Please rewrite the part of the entries that opens with the line containing "the white cloud" and closes with the line containing "[1412, 486, 1512, 509]", replacing "annotation task" with "labeling task" and leaving everything else unchanged.
begin ENTRIES SHOWN
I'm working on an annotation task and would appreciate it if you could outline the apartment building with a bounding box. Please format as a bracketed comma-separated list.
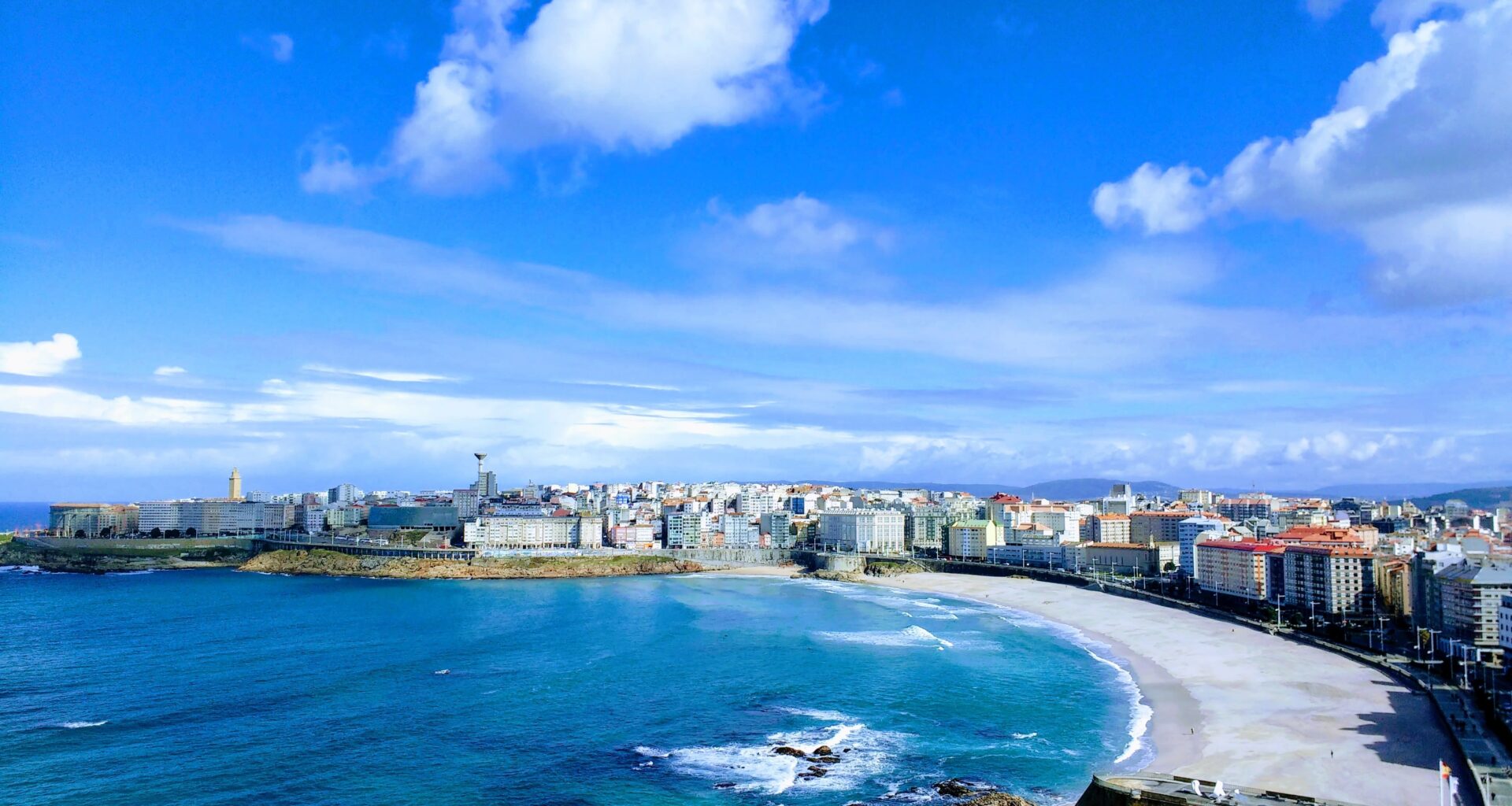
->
[820, 509, 904, 553]
[1196, 540, 1285, 602]
[1284, 545, 1376, 616]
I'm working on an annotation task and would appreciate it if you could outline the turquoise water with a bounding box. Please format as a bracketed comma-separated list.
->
[0, 571, 1144, 806]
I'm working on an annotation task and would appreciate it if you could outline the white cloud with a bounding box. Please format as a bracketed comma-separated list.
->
[299, 133, 386, 195]
[0, 333, 83, 378]
[268, 33, 293, 62]
[559, 381, 682, 392]
[302, 364, 461, 384]
[0, 386, 230, 425]
[1306, 0, 1344, 20]
[1091, 162, 1208, 235]
[242, 33, 293, 64]
[1091, 0, 1512, 301]
[307, 0, 828, 192]
[690, 194, 897, 271]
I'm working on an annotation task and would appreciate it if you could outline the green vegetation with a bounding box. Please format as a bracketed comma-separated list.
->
[866, 560, 922, 576]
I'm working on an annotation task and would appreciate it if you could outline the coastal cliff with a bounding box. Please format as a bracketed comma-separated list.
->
[237, 549, 705, 579]
[0, 540, 251, 573]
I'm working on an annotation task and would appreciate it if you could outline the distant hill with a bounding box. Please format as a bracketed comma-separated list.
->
[1412, 486, 1512, 509]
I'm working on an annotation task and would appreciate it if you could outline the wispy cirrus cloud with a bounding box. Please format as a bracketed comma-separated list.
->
[301, 364, 461, 384]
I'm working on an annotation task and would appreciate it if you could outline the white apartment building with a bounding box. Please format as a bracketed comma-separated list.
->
[736, 490, 779, 517]
[452, 487, 478, 520]
[463, 516, 603, 552]
[1030, 507, 1081, 543]
[662, 512, 709, 549]
[720, 512, 761, 549]
[1177, 516, 1228, 579]
[1196, 540, 1284, 602]
[301, 505, 325, 534]
[820, 509, 902, 553]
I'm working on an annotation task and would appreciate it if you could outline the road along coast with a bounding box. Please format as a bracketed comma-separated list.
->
[724, 568, 1458, 806]
[237, 549, 705, 579]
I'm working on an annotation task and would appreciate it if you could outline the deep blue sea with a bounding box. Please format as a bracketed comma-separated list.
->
[0, 570, 1147, 806]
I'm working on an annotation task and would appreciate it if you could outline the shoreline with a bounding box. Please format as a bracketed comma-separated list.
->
[723, 568, 1459, 806]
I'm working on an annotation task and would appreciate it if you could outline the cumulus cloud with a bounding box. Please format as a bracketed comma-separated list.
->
[690, 194, 897, 271]
[306, 0, 828, 194]
[1091, 0, 1512, 301]
[299, 133, 386, 195]
[0, 333, 83, 378]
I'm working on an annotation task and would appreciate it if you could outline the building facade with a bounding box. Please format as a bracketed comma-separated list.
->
[820, 509, 904, 553]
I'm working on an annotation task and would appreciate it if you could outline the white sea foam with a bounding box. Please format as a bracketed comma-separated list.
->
[773, 704, 850, 723]
[865, 577, 1155, 763]
[815, 624, 955, 647]
[1081, 645, 1155, 763]
[653, 708, 901, 796]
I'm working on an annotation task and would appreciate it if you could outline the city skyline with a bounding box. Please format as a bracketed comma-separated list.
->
[0, 0, 1512, 501]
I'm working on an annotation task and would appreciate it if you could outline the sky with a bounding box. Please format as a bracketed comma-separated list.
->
[0, 0, 1512, 501]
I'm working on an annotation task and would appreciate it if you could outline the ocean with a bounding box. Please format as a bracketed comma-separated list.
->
[0, 570, 1151, 806]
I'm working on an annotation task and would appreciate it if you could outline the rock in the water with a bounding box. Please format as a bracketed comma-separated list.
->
[935, 777, 976, 797]
[962, 793, 1034, 806]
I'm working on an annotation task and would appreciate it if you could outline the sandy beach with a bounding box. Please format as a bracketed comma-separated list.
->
[723, 568, 1464, 806]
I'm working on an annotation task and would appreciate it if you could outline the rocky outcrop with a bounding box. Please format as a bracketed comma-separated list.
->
[962, 793, 1036, 806]
[0, 540, 251, 573]
[935, 777, 1036, 806]
[239, 549, 703, 579]
[866, 560, 924, 576]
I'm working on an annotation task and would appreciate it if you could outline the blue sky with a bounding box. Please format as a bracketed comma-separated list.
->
end ENTRIES SHOWN
* **TASK SOLUTION**
I'm working on an labeling task and would appreciate it if you could outline the white cloud with a bounding box. Please format as a bracketed comma-separated list.
->
[299, 133, 386, 195]
[0, 333, 83, 378]
[268, 33, 293, 62]
[559, 381, 682, 392]
[302, 364, 461, 384]
[0, 386, 230, 425]
[1306, 0, 1344, 20]
[1091, 162, 1208, 235]
[242, 33, 293, 64]
[1091, 0, 1512, 301]
[307, 0, 828, 192]
[690, 194, 897, 271]
I'm working on an labeling task and would appreciate it if you could outline the green vegetation with a bounding box. Please format as a bracketed comma-separated list.
->
[866, 560, 922, 576]
I'm working on an labeling task and would appreciate it if you could outline the coastal cliff with a bounding box. Please format as a bracketed comma-separated list.
->
[237, 549, 705, 579]
[0, 540, 251, 573]
I'm working on an labeling task and would appreciate it if you could outline the distant hill with a bounding box. Please format as a bracketed comma-separated list.
->
[1412, 486, 1512, 509]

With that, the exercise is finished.